- WHAT THE TASK ASKS -
Only the lines from the one containing "the bent knee" to the end of the records should be written out, exactly and with both ends included; pictures are excluded.
** START DATA **
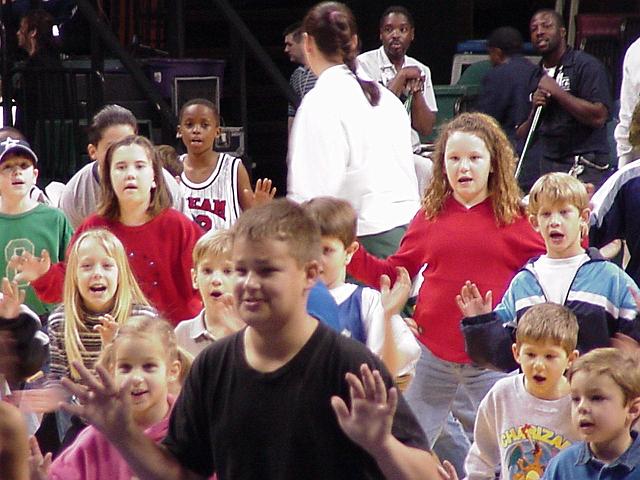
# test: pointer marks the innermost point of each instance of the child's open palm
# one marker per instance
(262, 194)
(369, 421)
(30, 267)
(107, 328)
(471, 302)
(394, 299)
(102, 404)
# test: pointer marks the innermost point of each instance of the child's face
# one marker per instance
(271, 287)
(143, 362)
(110, 135)
(199, 128)
(599, 411)
(97, 276)
(214, 276)
(132, 175)
(334, 261)
(18, 175)
(543, 364)
(468, 165)
(560, 225)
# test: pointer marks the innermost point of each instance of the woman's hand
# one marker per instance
(471, 303)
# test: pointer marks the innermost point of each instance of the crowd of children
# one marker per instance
(297, 370)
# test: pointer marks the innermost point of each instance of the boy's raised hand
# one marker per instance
(394, 299)
(101, 403)
(471, 303)
(263, 193)
(12, 298)
(38, 464)
(30, 267)
(369, 421)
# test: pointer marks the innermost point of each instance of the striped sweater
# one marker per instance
(599, 297)
(59, 363)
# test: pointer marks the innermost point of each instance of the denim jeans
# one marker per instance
(433, 390)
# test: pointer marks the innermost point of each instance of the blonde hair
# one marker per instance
(503, 188)
(143, 326)
(109, 206)
(285, 221)
(335, 217)
(622, 367)
(548, 322)
(218, 243)
(557, 187)
(127, 292)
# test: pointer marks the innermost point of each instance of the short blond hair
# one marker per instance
(217, 243)
(548, 322)
(336, 217)
(557, 187)
(285, 221)
(622, 367)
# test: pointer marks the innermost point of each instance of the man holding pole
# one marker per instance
(571, 102)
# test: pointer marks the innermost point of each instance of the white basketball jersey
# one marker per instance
(214, 203)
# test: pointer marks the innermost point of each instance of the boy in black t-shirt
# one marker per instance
(267, 402)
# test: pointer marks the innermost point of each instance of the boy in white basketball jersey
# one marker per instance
(215, 185)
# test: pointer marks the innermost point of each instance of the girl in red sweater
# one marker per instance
(471, 225)
(135, 207)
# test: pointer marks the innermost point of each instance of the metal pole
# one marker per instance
(532, 129)
(129, 62)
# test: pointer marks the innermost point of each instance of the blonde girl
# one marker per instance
(81, 195)
(99, 290)
(135, 207)
(145, 361)
(470, 225)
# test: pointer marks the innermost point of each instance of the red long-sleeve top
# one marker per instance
(159, 253)
(459, 244)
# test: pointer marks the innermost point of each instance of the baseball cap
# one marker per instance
(12, 145)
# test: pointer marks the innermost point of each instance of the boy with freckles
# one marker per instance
(605, 404)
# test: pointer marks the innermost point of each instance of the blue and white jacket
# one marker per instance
(599, 297)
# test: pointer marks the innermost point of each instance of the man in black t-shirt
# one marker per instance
(573, 90)
(267, 402)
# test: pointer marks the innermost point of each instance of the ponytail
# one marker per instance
(333, 28)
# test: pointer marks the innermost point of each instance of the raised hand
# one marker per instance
(12, 298)
(107, 329)
(101, 403)
(394, 299)
(38, 400)
(38, 464)
(636, 296)
(229, 314)
(471, 303)
(369, 421)
(30, 267)
(263, 193)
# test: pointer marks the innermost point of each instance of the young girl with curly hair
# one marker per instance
(471, 225)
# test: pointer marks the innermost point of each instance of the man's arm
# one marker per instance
(369, 423)
(593, 114)
(108, 409)
(422, 118)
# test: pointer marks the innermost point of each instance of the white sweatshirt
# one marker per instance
(517, 432)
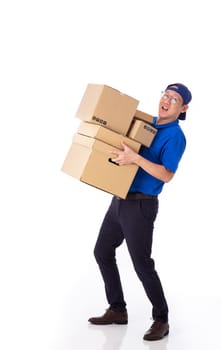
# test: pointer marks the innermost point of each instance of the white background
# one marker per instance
(50, 51)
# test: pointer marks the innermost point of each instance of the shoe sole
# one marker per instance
(153, 339)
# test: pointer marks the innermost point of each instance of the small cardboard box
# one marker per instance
(89, 161)
(142, 132)
(107, 107)
(144, 116)
(108, 136)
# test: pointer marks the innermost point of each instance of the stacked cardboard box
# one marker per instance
(108, 117)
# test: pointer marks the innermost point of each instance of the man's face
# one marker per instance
(170, 106)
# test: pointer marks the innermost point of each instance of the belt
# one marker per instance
(138, 195)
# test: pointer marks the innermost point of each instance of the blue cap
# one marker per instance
(184, 92)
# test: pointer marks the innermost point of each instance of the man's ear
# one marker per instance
(184, 109)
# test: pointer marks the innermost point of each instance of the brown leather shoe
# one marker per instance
(110, 317)
(157, 331)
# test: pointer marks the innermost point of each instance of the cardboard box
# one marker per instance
(107, 107)
(144, 116)
(108, 136)
(142, 132)
(89, 161)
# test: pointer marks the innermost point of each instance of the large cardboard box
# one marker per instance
(107, 107)
(142, 132)
(108, 136)
(89, 161)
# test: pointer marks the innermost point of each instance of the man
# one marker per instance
(133, 218)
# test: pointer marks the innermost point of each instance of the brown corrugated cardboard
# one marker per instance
(107, 136)
(89, 161)
(144, 116)
(107, 107)
(142, 132)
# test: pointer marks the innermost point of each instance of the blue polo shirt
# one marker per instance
(166, 149)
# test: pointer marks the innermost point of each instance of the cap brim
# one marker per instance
(182, 116)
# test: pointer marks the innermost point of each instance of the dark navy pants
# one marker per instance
(132, 220)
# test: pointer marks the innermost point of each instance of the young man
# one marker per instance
(133, 218)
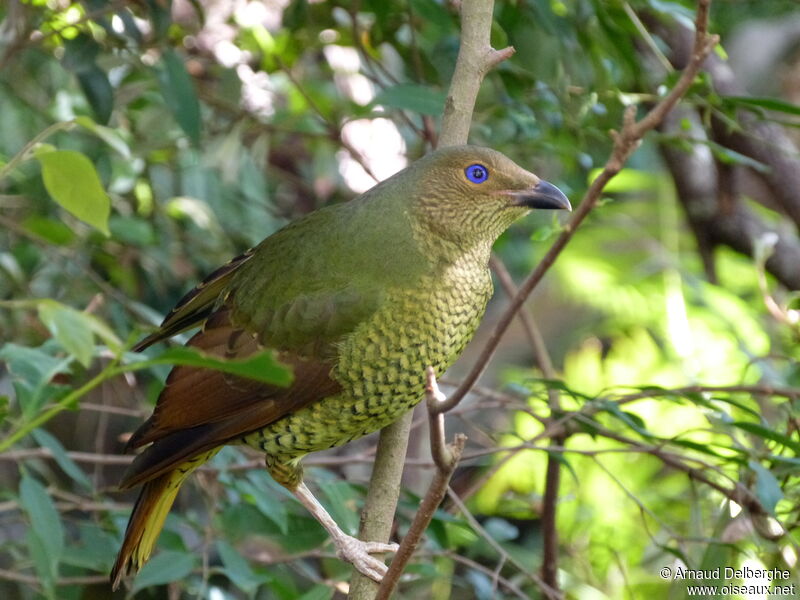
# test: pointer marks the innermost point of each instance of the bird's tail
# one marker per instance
(146, 521)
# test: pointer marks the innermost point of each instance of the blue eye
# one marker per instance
(477, 173)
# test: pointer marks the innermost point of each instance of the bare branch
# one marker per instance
(446, 458)
(625, 143)
(476, 57)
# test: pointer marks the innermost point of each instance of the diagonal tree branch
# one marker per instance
(625, 143)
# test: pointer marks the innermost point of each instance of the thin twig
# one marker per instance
(446, 458)
(625, 143)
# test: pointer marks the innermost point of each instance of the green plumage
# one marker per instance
(358, 298)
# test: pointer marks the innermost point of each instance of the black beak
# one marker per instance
(542, 195)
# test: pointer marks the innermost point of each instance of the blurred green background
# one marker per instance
(142, 144)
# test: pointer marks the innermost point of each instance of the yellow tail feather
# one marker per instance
(145, 524)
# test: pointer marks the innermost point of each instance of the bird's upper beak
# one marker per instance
(542, 195)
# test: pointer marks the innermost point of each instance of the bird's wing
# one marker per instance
(196, 305)
(201, 409)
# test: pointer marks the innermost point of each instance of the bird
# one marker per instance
(359, 299)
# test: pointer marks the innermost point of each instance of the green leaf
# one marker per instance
(260, 367)
(71, 180)
(110, 136)
(42, 562)
(44, 519)
(630, 419)
(72, 329)
(767, 103)
(342, 504)
(267, 502)
(731, 157)
(53, 231)
(178, 91)
(164, 567)
(768, 434)
(32, 370)
(98, 91)
(237, 569)
(416, 98)
(45, 440)
(768, 489)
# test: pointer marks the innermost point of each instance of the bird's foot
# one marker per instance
(359, 554)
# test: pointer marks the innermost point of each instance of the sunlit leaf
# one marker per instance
(768, 434)
(178, 90)
(768, 489)
(318, 592)
(70, 327)
(71, 180)
(415, 98)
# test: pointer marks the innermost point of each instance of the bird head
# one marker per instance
(470, 194)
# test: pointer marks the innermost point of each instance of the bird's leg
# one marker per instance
(353, 550)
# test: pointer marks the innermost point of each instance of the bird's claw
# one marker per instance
(359, 554)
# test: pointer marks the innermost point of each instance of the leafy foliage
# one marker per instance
(146, 143)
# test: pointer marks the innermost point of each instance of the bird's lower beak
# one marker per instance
(542, 195)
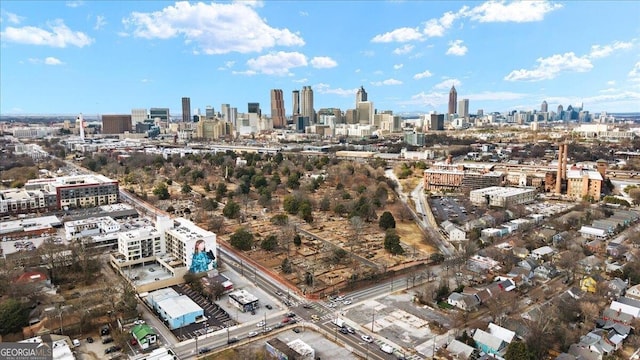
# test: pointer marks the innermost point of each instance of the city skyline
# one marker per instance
(99, 58)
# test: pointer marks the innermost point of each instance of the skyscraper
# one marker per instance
(463, 108)
(186, 109)
(295, 105)
(453, 99)
(277, 109)
(306, 104)
(361, 95)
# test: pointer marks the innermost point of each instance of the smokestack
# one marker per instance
(564, 161)
(559, 172)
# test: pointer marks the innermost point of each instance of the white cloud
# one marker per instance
(550, 67)
(404, 34)
(517, 11)
(11, 17)
(47, 61)
(74, 4)
(634, 74)
(326, 89)
(456, 48)
(323, 62)
(405, 49)
(599, 51)
(52, 61)
(446, 84)
(59, 36)
(387, 82)
(101, 21)
(216, 28)
(422, 75)
(277, 63)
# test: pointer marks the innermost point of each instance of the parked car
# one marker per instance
(366, 338)
(386, 348)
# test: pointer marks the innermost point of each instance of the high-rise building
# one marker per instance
(306, 104)
(209, 112)
(186, 109)
(277, 109)
(116, 124)
(463, 108)
(295, 105)
(138, 116)
(254, 108)
(436, 122)
(453, 99)
(361, 95)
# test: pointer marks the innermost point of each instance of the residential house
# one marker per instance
(520, 252)
(589, 232)
(633, 292)
(616, 287)
(144, 335)
(489, 343)
(561, 238)
(543, 253)
(529, 264)
(596, 246)
(546, 235)
(460, 350)
(504, 334)
(616, 249)
(588, 284)
(627, 305)
(545, 271)
(463, 301)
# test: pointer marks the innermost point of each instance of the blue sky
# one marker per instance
(101, 57)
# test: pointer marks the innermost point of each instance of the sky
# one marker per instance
(108, 57)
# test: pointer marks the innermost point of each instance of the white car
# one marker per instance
(386, 348)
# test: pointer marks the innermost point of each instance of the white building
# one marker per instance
(90, 227)
(140, 243)
(502, 196)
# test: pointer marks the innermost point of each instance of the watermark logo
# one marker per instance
(25, 351)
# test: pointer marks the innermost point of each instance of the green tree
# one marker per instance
(517, 350)
(269, 243)
(186, 188)
(392, 243)
(286, 266)
(161, 191)
(242, 239)
(231, 210)
(297, 240)
(14, 315)
(387, 221)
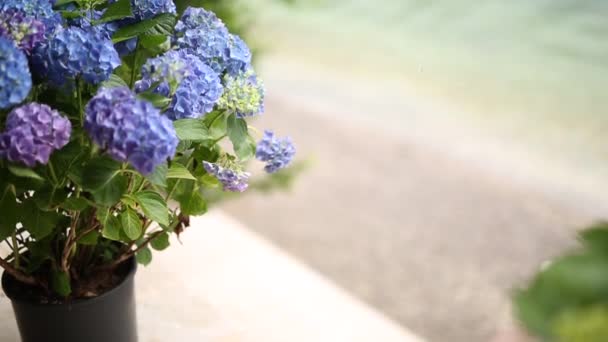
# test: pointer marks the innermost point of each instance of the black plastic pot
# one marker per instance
(109, 317)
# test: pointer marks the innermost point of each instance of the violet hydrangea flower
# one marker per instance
(33, 132)
(25, 31)
(76, 52)
(130, 129)
(193, 86)
(203, 34)
(232, 179)
(243, 94)
(15, 77)
(277, 153)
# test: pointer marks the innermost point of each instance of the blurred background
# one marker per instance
(445, 148)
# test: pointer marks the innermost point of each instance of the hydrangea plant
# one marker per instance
(117, 118)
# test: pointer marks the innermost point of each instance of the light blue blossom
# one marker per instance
(15, 77)
(277, 153)
(194, 88)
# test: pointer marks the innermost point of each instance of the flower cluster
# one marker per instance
(277, 153)
(192, 85)
(76, 52)
(37, 9)
(15, 77)
(25, 31)
(232, 179)
(204, 35)
(243, 94)
(33, 132)
(131, 130)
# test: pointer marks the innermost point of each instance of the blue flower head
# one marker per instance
(231, 177)
(192, 85)
(243, 94)
(277, 153)
(76, 52)
(37, 9)
(25, 31)
(129, 129)
(33, 132)
(15, 77)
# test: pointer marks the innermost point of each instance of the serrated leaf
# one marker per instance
(153, 206)
(161, 242)
(179, 171)
(117, 10)
(191, 129)
(131, 224)
(192, 203)
(244, 146)
(114, 81)
(144, 256)
(162, 24)
(24, 172)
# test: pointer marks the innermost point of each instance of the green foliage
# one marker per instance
(561, 303)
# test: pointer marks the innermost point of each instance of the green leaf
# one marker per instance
(117, 10)
(39, 223)
(144, 256)
(179, 171)
(25, 173)
(152, 41)
(131, 224)
(99, 172)
(60, 282)
(154, 206)
(114, 81)
(156, 100)
(111, 228)
(191, 129)
(244, 146)
(75, 204)
(159, 175)
(161, 242)
(89, 239)
(162, 24)
(192, 203)
(9, 217)
(50, 197)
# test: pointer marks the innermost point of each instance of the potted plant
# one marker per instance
(116, 120)
(567, 301)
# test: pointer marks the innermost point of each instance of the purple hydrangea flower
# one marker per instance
(130, 129)
(204, 35)
(33, 132)
(25, 31)
(15, 77)
(76, 52)
(37, 9)
(277, 153)
(193, 86)
(231, 179)
(243, 94)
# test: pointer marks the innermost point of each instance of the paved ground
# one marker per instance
(432, 240)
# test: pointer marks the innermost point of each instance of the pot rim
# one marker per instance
(75, 302)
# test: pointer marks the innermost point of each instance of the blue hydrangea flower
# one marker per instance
(232, 179)
(25, 31)
(38, 9)
(33, 132)
(76, 52)
(243, 94)
(193, 86)
(146, 9)
(130, 129)
(277, 153)
(15, 77)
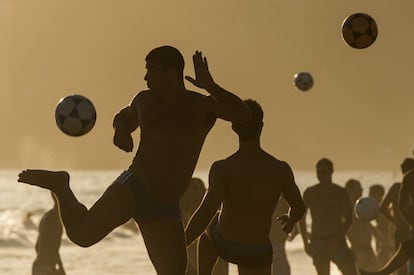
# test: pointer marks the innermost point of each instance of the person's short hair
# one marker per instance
(168, 57)
(377, 189)
(352, 183)
(253, 127)
(325, 162)
(407, 164)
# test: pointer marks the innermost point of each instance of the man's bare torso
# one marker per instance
(326, 203)
(254, 183)
(171, 138)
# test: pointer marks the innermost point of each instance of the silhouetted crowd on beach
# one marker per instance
(251, 207)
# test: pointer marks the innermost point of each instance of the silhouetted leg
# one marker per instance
(400, 258)
(165, 244)
(207, 256)
(84, 227)
(221, 267)
(265, 270)
(322, 267)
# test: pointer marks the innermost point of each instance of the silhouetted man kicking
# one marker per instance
(174, 123)
(248, 185)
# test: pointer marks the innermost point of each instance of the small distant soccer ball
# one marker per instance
(367, 208)
(359, 30)
(303, 81)
(75, 115)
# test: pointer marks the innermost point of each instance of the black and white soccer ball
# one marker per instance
(303, 81)
(75, 115)
(359, 30)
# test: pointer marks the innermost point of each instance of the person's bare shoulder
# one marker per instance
(409, 178)
(140, 96)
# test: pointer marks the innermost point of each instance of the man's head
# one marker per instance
(165, 66)
(376, 191)
(324, 170)
(407, 165)
(252, 128)
(354, 189)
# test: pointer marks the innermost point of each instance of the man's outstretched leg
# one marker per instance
(207, 255)
(84, 227)
(165, 245)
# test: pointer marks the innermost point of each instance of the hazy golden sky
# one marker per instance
(358, 113)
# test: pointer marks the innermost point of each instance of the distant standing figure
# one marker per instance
(246, 186)
(331, 215)
(280, 263)
(389, 208)
(384, 248)
(48, 261)
(189, 203)
(405, 204)
(361, 233)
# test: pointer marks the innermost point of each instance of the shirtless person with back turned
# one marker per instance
(331, 212)
(174, 123)
(405, 205)
(247, 185)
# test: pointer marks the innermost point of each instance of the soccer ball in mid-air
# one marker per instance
(303, 81)
(366, 208)
(359, 30)
(75, 115)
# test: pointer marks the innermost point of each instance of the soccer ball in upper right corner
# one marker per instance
(303, 81)
(359, 30)
(75, 115)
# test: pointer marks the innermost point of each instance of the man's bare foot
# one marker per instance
(363, 272)
(54, 181)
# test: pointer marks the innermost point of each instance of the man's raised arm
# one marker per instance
(223, 104)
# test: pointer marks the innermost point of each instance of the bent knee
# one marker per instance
(82, 239)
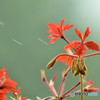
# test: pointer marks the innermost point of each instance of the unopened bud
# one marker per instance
(43, 75)
(78, 66)
(51, 63)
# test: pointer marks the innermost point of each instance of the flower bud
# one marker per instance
(43, 75)
(78, 66)
(51, 63)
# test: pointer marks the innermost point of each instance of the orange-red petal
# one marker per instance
(67, 27)
(71, 45)
(87, 33)
(78, 33)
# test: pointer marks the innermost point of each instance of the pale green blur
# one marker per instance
(24, 48)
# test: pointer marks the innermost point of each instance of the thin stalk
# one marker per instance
(63, 83)
(63, 37)
(81, 81)
(71, 89)
(65, 54)
(93, 54)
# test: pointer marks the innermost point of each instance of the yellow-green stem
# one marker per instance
(81, 80)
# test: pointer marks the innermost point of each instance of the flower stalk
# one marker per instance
(81, 82)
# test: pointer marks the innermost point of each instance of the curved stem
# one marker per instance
(81, 80)
(65, 54)
(63, 83)
(71, 89)
(63, 37)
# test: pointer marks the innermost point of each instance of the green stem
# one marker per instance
(81, 80)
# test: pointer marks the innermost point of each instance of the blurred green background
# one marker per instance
(24, 48)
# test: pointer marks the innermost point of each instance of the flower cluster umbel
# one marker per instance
(7, 85)
(75, 60)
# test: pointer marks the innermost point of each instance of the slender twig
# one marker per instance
(70, 94)
(89, 55)
(52, 89)
(65, 54)
(71, 88)
(63, 83)
(63, 37)
(81, 80)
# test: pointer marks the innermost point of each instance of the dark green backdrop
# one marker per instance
(23, 25)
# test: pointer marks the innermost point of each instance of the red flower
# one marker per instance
(66, 59)
(16, 94)
(79, 46)
(89, 88)
(6, 84)
(56, 31)
(2, 96)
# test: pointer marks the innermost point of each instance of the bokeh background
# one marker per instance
(24, 48)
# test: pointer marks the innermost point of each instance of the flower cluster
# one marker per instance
** END DATA **
- SOLUTION -
# test: pointer marks the innermost point of each instance of the bent knee
# one marker per instance
(82, 239)
# test: pointer marks the innermost point of each instance of the unopened bud
# one marker per instance
(43, 75)
(78, 66)
(51, 63)
# test: pointer marks the innermost point of each instance of the flower bud
# one marker per instance
(43, 75)
(78, 66)
(51, 63)
# test: pointer marks the innermost point of each instance of the orange-red petal
# one marker per instance
(67, 27)
(71, 45)
(87, 33)
(78, 33)
# test: pointer marks the innermost point of each instance of the pale green blur
# one marker per instance
(24, 48)
# test: pointer marks the innermost point of each instance of the thin stalk
# one marker per instance
(63, 83)
(63, 37)
(81, 81)
(71, 89)
(65, 54)
(93, 54)
# test: pointer marks the innermost point of each instance of the yellow-green stem
# one marker per instance
(81, 80)
# test: pointer marks the innermost point of each instance of the flower stalk
# one marker per instance
(81, 82)
# test: pointer marks the innermost point of each instance of the curved stem
# one marker per instance
(81, 80)
(65, 54)
(63, 83)
(71, 89)
(63, 37)
# test: pointer marks the innermost point of each instance of the green stem
# one marker per instance
(81, 80)
# test: pointer marks the innermost point of each instance of the blurred green background
# one marker per instance
(24, 48)
# test: pointer marks the innermost point of each instance of the flower cluster umbel
# one marker per instance
(7, 85)
(75, 60)
# test: pointer marks the innermost point of each instance of the slender twig
# one marker per instance
(70, 94)
(89, 55)
(52, 89)
(65, 54)
(71, 88)
(63, 83)
(63, 37)
(81, 80)
# test: pointer marks the innermost point of each instance of the dark green backdrop
# one marker per instance
(23, 25)
# test: pointer marks the innermost point of each instance of the red flower
# one marker per instance
(66, 59)
(16, 94)
(79, 46)
(89, 88)
(6, 84)
(56, 31)
(2, 96)
# test: pointer marks the innermost point of each instance of the bokeh background
# one marker per instance
(24, 48)
# test: pointer marks the innermost point of each instance of the flower cluster
# one marker per instance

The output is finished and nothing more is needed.